_Task 1_. In the forum thread below about the Canon 5D Mark III, list every word or phrase that appears inside square brackets.
_Task 2_. According to the forum thread below about the Canon 5D Mark III, what setting must be adjusted when shooting without a flash?
_Task 3_. Pick up the forum thread below about the Canon 5D Mark III from the point where it stops.

I believe the mark 3 if the white balance is set correctly will look pretty good. The earlier samples looked good to me they just had the crappy lighting thing going on indoors which always happens...when not using a flash the white balance must be adjusted unless there are colors in the room that ad to the atmosphere of the shot.
I cant prove my statement with my own samples at this point yet. But some i have seen so far and from CPN Pros like Brent Striton I take him very serious. I quote "“When I take a picture I ask ‘Is this a realistic skin tone?’ as skin tone matters a great deal to me. The skin tone quality I’m getting out of the [5D] Mark III is by far the most realistic that I’ve ever had. It produces better skin tone than any other camera I’ve ever used. When I was photographing the Radball players I was astonished at the lack of [colour] cast across different conditions, different lighting etc. It was very consistent and very accurate colour reproduction. This is great for me because it means less work in post [production].
The other revelation about the sensor is the ability to truly work in low light. This isn’t some hype; this isn’t a case of setting up a camera and a tripod in a studio under perfect conditions and shooting an image at [ISO] 1600 and saying ‘look how good it is’. That’s just not the ‘real world’ for me. The real world is being able to go into some dark basement in some dark place, covering a difficult issue, and being able to make a picture that I previously could not have made because the sensor capabilities just didn’t make it possible. Previously, if I shot this [type of picture] it would be noisy and there would be all sorts of problems with the file."
read up for yourself here:
http://cpn.canon-europe.com/content/education/technical/brent_stirton_shooting_eos_5d_mark_iii.do


----------



## Arkarch (Mar 20, 2012)

(Records excerpted from a collection)
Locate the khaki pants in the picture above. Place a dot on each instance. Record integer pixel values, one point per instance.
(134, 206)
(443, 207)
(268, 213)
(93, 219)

_Right answer 1_. [5D], [colour], [production], [ISO], [type of picture]

_Right answer 2_. The white balance.

_Right answer 3_.
Bosman said:


> The other revelation about the sensor is the ability to truly work in low light. This isn’t some hype; this isn’t a case of setting up a camera and a tripod in a studio under perfect conditions and shooting an image at [ISO] 1600 and saying ‘look how good it is’. That’s just not the ‘real world’ for me. The real world is being able to go into some dark basement in some dark place, covering a difficult issue, and being able to make a picture that I previously could not have made because the sensor capabilities just didn’t make it possible. Previously, if I shot this [type of picture] it would be noisy and there would be all sorts of problems with the file."



Thank-you. 

You said more than Canon's lost marketing department could say throughout this launch.

To introduce this camera, you do not shoot nicely lit studio stuff and hope to showcase that against the megapixel-hungry competition at 100 ISO. You show a dark candle-lit scene; or a stormy cloud landscape; or a night sports shot or whatever you do to showcase stuff not possible before. Yes, some of Canon's Masters have done that (the Formula One stuff for example) - but the launch, the samples, wtf! 

It wasnt for lack of headline. Marketing had their headline and they just blew it off with poor messaging. But has that not been the way for the past year - with the lack of any transparency in what is a professional tool? 

Personally I am going to enjoy capturing all those images with the 5DmIII. And enjoy not looking at a noise circus at the 100% pixel level. It will be a cool camera with the headroom to be truly creative.


----------



## briansquibb (Mar 20, 2012)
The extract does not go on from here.